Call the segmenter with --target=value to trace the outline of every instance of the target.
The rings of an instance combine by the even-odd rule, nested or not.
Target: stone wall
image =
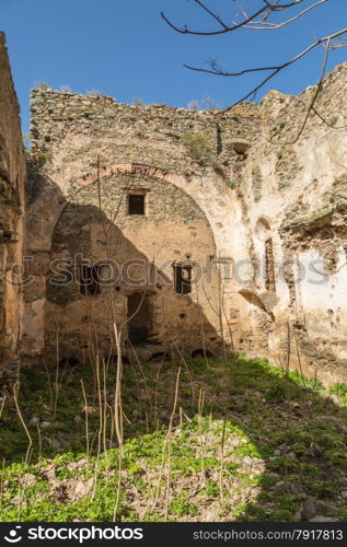
[[[21,336],[25,160],[4,34],[0,33],[0,383],[19,354]],[[18,265],[18,268],[16,266]],[[2,372],[1,372],[2,369]]]
[[[42,266],[26,294],[28,352],[45,346],[47,265],[73,203],[102,209],[135,256],[150,259],[167,234],[170,259],[209,249],[215,277],[198,304],[210,338],[325,382],[346,379],[346,65],[326,78],[305,125],[315,88],[228,113],[33,90],[27,251]],[[144,224],[126,214],[128,185],[150,190]]]
[[[347,377],[346,85],[343,65],[325,79],[317,114],[304,127],[315,88],[263,100],[262,137],[250,148],[232,212],[241,225],[233,251],[252,260],[235,301],[240,348],[327,383]],[[270,306],[269,237],[276,270]]]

□ □ □ □

Descrição do exercício.
Formate todos os dados acima como uma lista numerada, sem as linhas em branco. Deixe as imagens fora da resposta.

Resposta.
1. Call the segmenter with --target=value to trace the outline of every instance of the target.
2. The rings of an instance combine by the even-odd rule, nested or not.
3. Target: stone wall
4. image =
5. [[[21,336],[25,160],[4,34],[0,33],[0,383],[19,354]],[[18,265],[18,268],[16,266]],[[2,372],[1,372],[2,369]]]
6. [[[42,266],[26,294],[28,352],[45,346],[47,265],[73,203],[102,209],[135,256],[150,259],[167,234],[170,259],[209,249],[215,277],[198,304],[210,338],[325,382],[346,379],[346,65],[326,78],[305,125],[315,88],[228,113],[33,90],[27,251]],[[144,224],[126,214],[128,185],[150,190]]]
7. [[[347,377],[346,85],[343,65],[325,79],[317,114],[304,127],[315,88],[263,100],[262,137],[250,148],[232,212],[241,225],[233,251],[252,260],[235,301],[240,348],[327,383]],[[270,306],[269,237],[276,270]]]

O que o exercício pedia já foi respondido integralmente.